* START EXCERPT TO READ *
1.2 Artificial intelligence methods in the prediction of FDCs
With the development and maturity of data science and artificial
intelligence, the research focus of hydrological prediction models has
gradually shifted from process-drive to data-driven models
(Mohammadrezapour et al., 2019; Sharifi Garmdareh et al., 2018) . The
data-driven model was based on the statistical properties of the data,
without considering the physical causes of runoff, and directly
calculates the correlation between the input and output of the model to
obtain hydrological prediction results. Machine learning models
typically exhibit a relatively complex model structure. By adjusting
parameters and conducting model training, the model can continuously
approach the optimal mapping relationship between the input and output,
and the predicted results usually have high accuracy. However, due to
the limitations of the “black box”, decision-makers cannot directly
know how machine learning models calculate decision results (Cortez and
Embrechts, 2013) . The ”black box” of machine learning models simplifies
model input and training, which makes its prediction results lack
practical physical significance, and the model is unable to explain how
to obtain prediction results from the causes and mechanisms of runoff
formation, resulting in low credibility in practical prediction work.
* END EXCERPT TO READ *
* START GIVEN DATA *
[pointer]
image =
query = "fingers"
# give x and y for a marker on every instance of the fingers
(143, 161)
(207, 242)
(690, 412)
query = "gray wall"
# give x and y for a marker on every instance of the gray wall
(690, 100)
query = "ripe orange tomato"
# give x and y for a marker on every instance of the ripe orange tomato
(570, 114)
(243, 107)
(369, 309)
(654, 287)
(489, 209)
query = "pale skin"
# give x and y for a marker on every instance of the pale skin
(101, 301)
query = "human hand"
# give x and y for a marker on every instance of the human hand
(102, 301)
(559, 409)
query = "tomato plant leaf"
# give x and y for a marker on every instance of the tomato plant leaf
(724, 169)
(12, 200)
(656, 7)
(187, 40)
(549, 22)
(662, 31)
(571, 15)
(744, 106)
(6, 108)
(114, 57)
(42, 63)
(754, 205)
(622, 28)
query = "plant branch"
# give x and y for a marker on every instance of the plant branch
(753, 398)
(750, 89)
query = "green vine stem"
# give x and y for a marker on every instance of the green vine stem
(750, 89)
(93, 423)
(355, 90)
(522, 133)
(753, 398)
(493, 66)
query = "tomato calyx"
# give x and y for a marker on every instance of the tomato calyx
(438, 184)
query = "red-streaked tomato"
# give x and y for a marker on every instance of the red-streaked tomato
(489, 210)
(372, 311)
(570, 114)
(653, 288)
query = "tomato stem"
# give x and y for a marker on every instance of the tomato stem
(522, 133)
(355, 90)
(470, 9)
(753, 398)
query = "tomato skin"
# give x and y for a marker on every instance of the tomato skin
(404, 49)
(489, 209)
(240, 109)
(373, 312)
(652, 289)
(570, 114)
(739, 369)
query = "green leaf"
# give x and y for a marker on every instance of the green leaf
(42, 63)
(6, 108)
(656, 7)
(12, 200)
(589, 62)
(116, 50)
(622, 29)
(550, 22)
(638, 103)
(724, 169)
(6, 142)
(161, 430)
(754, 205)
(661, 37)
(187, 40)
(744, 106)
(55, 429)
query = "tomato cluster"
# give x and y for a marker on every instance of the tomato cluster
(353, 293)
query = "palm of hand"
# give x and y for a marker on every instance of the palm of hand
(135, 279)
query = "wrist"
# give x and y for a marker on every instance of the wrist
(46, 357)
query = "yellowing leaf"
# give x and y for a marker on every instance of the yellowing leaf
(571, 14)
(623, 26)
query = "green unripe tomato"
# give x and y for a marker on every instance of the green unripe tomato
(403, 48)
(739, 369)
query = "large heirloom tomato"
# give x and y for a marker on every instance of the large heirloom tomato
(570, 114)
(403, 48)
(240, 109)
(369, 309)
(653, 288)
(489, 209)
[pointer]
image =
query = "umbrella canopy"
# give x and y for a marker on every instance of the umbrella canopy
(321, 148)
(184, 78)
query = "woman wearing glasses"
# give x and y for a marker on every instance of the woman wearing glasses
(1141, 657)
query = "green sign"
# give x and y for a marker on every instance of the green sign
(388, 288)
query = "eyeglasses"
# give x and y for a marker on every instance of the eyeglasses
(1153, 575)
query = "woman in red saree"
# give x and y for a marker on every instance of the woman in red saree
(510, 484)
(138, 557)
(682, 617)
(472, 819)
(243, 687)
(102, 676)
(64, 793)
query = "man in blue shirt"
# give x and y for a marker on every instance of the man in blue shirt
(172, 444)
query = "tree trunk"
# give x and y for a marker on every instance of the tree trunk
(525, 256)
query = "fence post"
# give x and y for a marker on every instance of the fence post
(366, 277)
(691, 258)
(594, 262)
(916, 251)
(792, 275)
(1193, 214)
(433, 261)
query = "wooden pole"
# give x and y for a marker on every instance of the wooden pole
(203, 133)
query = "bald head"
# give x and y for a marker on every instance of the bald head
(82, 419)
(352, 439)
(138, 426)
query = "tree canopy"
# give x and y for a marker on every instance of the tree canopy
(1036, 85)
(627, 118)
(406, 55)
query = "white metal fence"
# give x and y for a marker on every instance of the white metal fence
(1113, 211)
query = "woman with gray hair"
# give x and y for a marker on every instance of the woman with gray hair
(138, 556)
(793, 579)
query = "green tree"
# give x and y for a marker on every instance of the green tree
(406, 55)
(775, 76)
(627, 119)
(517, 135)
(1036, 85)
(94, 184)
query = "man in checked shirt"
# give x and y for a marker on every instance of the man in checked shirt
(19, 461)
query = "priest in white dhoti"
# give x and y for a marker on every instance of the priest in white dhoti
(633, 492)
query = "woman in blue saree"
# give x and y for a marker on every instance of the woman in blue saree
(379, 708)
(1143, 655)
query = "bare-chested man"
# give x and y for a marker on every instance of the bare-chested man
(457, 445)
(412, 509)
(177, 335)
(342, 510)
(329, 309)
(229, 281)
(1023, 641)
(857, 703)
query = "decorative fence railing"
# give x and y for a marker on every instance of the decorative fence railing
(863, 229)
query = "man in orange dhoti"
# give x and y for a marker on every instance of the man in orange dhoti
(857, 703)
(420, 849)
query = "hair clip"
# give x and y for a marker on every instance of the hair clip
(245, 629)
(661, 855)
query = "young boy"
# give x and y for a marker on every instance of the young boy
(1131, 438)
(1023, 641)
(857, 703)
* END GIVEN DATA *
■ **EXERCISE DESCRIPTION**
Please resume the passage on artificial intelligence methods for predicting FDCs, starting right after its final sentence. You won't need the lines for anything here.

■ **THE REPLY**
But machine learning methods are widely used in hydrology (Khan et al.,
2016; Khan et al., 2019) because they have unreasonable effectiveness
when applied to real-world problems (Shen, 2018) . Due to the complexity
of hydrological systems which cannot be easily represented by simple
conceptual relationships between variables and the nonlinear
relationship between watershed characteristics and hydrological
characteristics, traditional methods lack sufficient ability to predict
FDCs, while artificial intelligence models have some applicative
potential (Nearing and Gupta, 2015) .
SVM, ANN, and nonlinear regression (NLR) were used for regression
prediction using different runoff duration as output variables and six
basin feature selections as input variables in a study of 33 watersheds.
The results indicate that SVR is the most suitable model for estimating
FDC (Vafakhah and Khosrobeigi Bozchaloei, 2020) . A multi-output neural
network model was developed to predict the FDC of 9203 dataless areas in
the southeastern United States over a 60-year period from 1950 to 2009,
suggesting that compared with single-output neural-network models,
multi-output neural networks is capable of learning monotonic
relationships between adjacent quantiles and yield better predictions
(Worland et al., 2019) .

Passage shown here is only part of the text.